[Start of section]

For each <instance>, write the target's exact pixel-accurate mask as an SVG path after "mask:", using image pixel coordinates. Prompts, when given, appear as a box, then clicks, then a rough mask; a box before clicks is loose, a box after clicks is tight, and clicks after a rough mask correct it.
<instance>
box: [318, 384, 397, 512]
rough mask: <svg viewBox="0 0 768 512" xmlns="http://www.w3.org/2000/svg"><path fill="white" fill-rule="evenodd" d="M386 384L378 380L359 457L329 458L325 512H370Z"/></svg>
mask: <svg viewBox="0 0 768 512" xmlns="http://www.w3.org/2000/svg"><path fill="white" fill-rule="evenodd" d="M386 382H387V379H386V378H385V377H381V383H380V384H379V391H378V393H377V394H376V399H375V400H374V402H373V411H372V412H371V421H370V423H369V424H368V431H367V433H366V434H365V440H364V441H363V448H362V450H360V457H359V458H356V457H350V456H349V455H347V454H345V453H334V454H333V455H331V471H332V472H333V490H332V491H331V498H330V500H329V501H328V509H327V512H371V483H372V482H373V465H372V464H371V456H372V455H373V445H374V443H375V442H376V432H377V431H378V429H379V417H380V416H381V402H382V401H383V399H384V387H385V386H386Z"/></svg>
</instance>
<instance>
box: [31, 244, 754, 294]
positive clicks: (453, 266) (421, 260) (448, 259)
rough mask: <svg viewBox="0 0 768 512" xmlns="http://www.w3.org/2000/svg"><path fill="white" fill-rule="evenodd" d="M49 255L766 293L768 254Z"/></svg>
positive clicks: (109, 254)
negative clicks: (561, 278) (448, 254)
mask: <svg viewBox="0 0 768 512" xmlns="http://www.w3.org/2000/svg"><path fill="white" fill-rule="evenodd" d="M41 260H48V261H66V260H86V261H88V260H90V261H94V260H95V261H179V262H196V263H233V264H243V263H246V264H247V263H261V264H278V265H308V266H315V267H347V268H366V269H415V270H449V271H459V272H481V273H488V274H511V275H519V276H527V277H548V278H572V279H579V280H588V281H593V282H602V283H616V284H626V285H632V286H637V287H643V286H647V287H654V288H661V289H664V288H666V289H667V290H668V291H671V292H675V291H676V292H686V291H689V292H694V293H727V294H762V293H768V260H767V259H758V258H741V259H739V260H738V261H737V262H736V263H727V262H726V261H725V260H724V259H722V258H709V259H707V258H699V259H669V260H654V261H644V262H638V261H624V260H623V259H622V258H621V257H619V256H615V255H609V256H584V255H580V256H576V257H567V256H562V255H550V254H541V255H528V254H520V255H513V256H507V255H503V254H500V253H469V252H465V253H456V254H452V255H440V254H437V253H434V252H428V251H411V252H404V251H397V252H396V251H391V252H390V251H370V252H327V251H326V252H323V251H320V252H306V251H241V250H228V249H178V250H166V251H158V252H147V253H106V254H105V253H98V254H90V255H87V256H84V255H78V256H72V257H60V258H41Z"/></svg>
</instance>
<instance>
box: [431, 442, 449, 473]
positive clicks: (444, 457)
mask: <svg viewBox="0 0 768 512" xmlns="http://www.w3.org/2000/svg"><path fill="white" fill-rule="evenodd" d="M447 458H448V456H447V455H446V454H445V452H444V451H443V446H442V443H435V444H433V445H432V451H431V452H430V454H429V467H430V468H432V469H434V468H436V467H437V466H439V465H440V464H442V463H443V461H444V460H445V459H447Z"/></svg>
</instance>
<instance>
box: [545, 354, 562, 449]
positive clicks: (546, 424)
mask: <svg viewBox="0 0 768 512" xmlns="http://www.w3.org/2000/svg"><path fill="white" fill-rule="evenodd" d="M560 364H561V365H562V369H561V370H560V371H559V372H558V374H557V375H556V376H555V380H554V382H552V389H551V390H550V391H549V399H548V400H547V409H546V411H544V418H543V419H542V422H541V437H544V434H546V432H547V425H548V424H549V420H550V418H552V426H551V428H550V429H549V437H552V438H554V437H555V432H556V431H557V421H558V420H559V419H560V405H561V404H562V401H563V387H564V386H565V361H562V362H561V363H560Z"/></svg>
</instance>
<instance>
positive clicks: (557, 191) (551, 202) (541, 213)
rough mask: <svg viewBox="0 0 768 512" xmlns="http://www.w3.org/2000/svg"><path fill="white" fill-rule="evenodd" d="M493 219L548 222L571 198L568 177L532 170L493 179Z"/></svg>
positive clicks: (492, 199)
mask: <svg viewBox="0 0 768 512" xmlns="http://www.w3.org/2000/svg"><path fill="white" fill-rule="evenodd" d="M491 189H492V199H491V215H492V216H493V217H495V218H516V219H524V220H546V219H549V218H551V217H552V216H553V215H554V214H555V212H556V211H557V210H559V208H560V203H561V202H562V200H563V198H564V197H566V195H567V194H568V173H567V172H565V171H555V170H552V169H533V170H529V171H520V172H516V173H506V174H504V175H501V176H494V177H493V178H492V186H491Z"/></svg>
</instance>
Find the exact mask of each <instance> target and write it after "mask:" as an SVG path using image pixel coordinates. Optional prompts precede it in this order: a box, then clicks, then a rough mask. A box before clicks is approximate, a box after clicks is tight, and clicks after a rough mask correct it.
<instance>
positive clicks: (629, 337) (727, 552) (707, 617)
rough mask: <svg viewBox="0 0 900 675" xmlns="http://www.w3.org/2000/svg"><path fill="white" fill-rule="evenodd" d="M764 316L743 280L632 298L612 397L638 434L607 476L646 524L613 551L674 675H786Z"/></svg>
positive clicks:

[End of section]

» Prompt:
Transcribe the full listing above verbatim, keeping every character, coordinate, and line break unchanged.

» Task response:
For each <instance>, write the target's exact pixel-accurate mask as an SVG path after "mask:", using image pixel coordinates. Prompts, when given, appear as a box, then clicks, then a rough mask; a box before clicks is loose, a box after clicks is tight, and clicks after a rough mask correct it.
<instance>
box: [318, 384, 397, 512]
rough mask: <svg viewBox="0 0 768 512" xmlns="http://www.w3.org/2000/svg"><path fill="white" fill-rule="evenodd" d="M386 384L378 380L359 457L329 458L325 512H370Z"/></svg>
mask: <svg viewBox="0 0 768 512" xmlns="http://www.w3.org/2000/svg"><path fill="white" fill-rule="evenodd" d="M386 382H387V379H386V378H385V377H381V383H380V384H379V391H378V393H377V394H376V399H375V400H374V402H373V411H372V412H371V421H370V423H369V424H368V431H367V433H366V434H365V440H364V441H363V448H362V450H360V457H359V458H356V457H350V456H349V455H347V454H345V453H334V454H333V455H331V471H332V472H333V490H332V491H331V498H330V500H329V501H328V509H327V512H371V483H372V482H373V465H372V464H371V456H372V455H373V445H374V443H375V442H376V432H377V431H378V429H379V417H380V416H381V402H382V401H383V399H384V387H385V386H386Z"/></svg>
</instance>
<instance>
box: [31, 244, 754, 294]
positive clicks: (453, 266) (421, 260) (448, 259)
rough mask: <svg viewBox="0 0 768 512" xmlns="http://www.w3.org/2000/svg"><path fill="white" fill-rule="evenodd" d="M49 255L766 293L768 254Z"/></svg>
positive clicks: (109, 254)
negative clicks: (561, 278) (448, 254)
mask: <svg viewBox="0 0 768 512" xmlns="http://www.w3.org/2000/svg"><path fill="white" fill-rule="evenodd" d="M41 260H48V261H66V260H86V261H88V260H90V261H94V260H95V261H179V262H196V263H233V264H243V263H246V264H247V263H261V264H278V265H308V266H315V267H347V268H366V269H415V270H449V271H459V272H481V273H488V274H511V275H519V276H527V277H548V278H572V279H579V280H588V281H593V282H602V283H616V284H626V285H632V286H637V287H643V286H647V287H654V288H661V289H664V288H666V289H667V290H668V291H671V292H675V291H676V292H686V291H689V292H694V293H727V294H762V293H768V260H767V259H758V258H741V259H739V260H738V261H737V262H736V263H727V262H726V261H725V260H724V259H722V258H709V259H707V258H699V259H669V260H654V261H644V262H638V261H624V260H623V259H622V258H621V257H619V256H615V255H609V256H584V255H580V256H576V257H567V256H562V255H550V254H541V255H528V254H520V255H513V256H507V255H503V254H500V253H469V252H465V253H456V254H452V255H440V254H437V253H434V252H428V251H411V252H404V251H397V252H396V251H391V252H390V251H370V252H327V251H326V252H323V251H320V252H306V251H241V250H228V249H178V250H166V251H158V252H147V253H106V254H105V253H98V254H90V255H87V256H84V255H78V256H72V257H60V258H41Z"/></svg>
</instance>
<instance>
box: [431, 442, 449, 473]
positive clicks: (444, 457)
mask: <svg viewBox="0 0 768 512" xmlns="http://www.w3.org/2000/svg"><path fill="white" fill-rule="evenodd" d="M447 458H448V456H447V455H446V454H445V452H444V451H443V446H442V443H435V444H433V445H432V451H431V452H430V454H429V467H430V468H432V469H434V468H436V467H437V466H439V465H440V464H442V463H443V461H444V460H445V459H447Z"/></svg>
</instance>
<instance>
box: [545, 354, 562, 449]
positive clicks: (546, 424)
mask: <svg viewBox="0 0 768 512" xmlns="http://www.w3.org/2000/svg"><path fill="white" fill-rule="evenodd" d="M560 364H561V365H562V369H561V370H560V371H559V372H558V374H557V375H556V376H555V380H554V382H552V389H551V390H550V391H549V399H548V400H547V409H546V411H544V418H543V419H542V422H541V437H544V434H546V432H547V425H548V424H549V420H550V418H552V426H551V428H550V429H549V437H552V438H554V437H555V432H556V431H557V421H558V420H559V419H560V405H561V404H562V401H563V387H564V386H565V361H562V362H561V363H560Z"/></svg>
</instance>
<instance>
positive clicks: (557, 191) (551, 202) (541, 213)
rough mask: <svg viewBox="0 0 768 512" xmlns="http://www.w3.org/2000/svg"><path fill="white" fill-rule="evenodd" d="M493 219L548 222L571 198L568 177L532 170L493 179Z"/></svg>
positive clicks: (492, 199)
mask: <svg viewBox="0 0 768 512" xmlns="http://www.w3.org/2000/svg"><path fill="white" fill-rule="evenodd" d="M491 189H492V199H491V215H492V216H493V217H495V218H516V219H524V220H546V219H549V218H551V217H552V216H553V215H554V214H555V212H556V211H557V210H559V208H560V203H561V202H562V200H563V198H564V197H566V195H567V194H568V173H567V172H565V171H555V170H552V169H533V170H529V171H520V172H516V173H506V174H504V175H501V176H494V177H493V178H492V186H491Z"/></svg>
</instance>
Find the exact mask of each <instance> target and write it after "mask:" as an SVG path using image pixel coordinates. Optional prompts precede it in this order: a box, then clicks, then a rough mask. A box before clicks is approximate, a box after clicks is tight, and clicks after a rough mask correct it.
<instance>
positive clicks: (629, 337) (727, 552) (707, 617)
rough mask: <svg viewBox="0 0 900 675" xmlns="http://www.w3.org/2000/svg"><path fill="white" fill-rule="evenodd" d="M764 316L743 280L632 298L612 397L638 434L607 476L646 524L613 551L674 675H786Z"/></svg>
positive clicks:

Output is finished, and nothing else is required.